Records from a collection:
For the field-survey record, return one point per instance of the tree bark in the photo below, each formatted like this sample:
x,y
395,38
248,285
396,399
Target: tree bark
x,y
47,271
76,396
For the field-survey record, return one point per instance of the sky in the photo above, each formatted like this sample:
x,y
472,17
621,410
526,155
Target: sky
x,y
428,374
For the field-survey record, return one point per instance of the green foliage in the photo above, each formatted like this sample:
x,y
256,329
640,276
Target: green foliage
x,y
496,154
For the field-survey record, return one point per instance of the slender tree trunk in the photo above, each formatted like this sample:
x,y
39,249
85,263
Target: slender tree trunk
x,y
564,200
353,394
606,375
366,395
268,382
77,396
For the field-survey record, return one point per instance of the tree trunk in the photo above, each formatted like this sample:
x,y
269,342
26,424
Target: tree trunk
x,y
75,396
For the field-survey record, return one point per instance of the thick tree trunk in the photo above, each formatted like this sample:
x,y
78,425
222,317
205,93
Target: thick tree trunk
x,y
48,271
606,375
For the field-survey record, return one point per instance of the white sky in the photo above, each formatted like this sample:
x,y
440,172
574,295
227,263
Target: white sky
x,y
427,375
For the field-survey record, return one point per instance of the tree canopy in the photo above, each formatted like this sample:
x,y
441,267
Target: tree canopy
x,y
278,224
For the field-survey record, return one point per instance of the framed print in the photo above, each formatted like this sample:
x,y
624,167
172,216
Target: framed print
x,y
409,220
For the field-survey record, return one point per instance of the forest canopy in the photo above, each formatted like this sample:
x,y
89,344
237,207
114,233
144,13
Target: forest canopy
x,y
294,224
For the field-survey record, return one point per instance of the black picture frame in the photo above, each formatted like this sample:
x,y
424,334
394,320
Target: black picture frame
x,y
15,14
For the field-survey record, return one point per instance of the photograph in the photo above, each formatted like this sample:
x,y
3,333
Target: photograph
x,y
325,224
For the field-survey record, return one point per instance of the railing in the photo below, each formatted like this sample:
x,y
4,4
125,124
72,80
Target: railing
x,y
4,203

Job — Rewrite the items above, replacing "field-survey record" with "site-survey record" wherever it occurs and leaving everything else the same.

Response to the exercise —
For the site-survey record, return one point per instance of the tree bark in the photo below, each formatted like this sample:
x,y
395,38
248,285
396,399
Target: tree bark
x,y
47,271
76,396
For the site-survey record, return one point per instance of the sky in the photo above, each formatted like this sample:
x,y
472,17
621,410
526,155
Target: sky
x,y
428,374
For the site-survey record, return one point per instance of the green foliage in the photo above, each formatted like this sample:
x,y
256,329
640,276
Target: green foliage
x,y
496,154
For the site-survey record, return one point per instance of the slender tree trunk in the photo above, each formatted like this sample:
x,y
39,249
85,263
Target: slender tree trunk
x,y
564,200
353,394
606,375
366,395
268,382
77,396
For the site-survey record, return one point per instance of the tree trunk in the photo above, each formatted like this sample:
x,y
269,342
26,424
Target: tree trunk
x,y
75,396
For the site-survey record, return one point per instance of the thick tree trunk in the photo above, each formatted like this sample:
x,y
78,425
222,317
205,93
Target: thick tree trunk
x,y
48,271
606,375
For the site-survey record, return one point per instance of the white sky in the photo above, each formatted like this sample:
x,y
440,172
574,295
227,263
Target: white sky
x,y
427,375
For the site-survey record, return one point per instance of the tree canopy in the photo above, each formatted like this sample:
x,y
441,267
Target: tree canopy
x,y
278,224
For the site-survey record, return one point per instance of the framed print in the photo above, each formatted like this sample:
x,y
624,167
172,216
Target: framed print
x,y
409,220
For the site-survey record, return one point per instance of the forest canopy in the photo above, each formatted like this sample:
x,y
89,344
237,207
114,233
144,13
Target: forest canopy
x,y
294,224
For the site-survey record, return one point per instance of the black picture frame in the photo above, each formatted like this sample:
x,y
424,334
394,320
Target: black picture frame
x,y
15,14
For the site-survey record, return one point per instance of the photograph in the photo above, each formatted like this sample:
x,y
3,333
Target: photograph
x,y
325,224
For the site-survey record, return one point per instance of the railing in the photo below, each formatted like this sample:
x,y
4,4
125,124
72,80
Target: railing
x,y
4,203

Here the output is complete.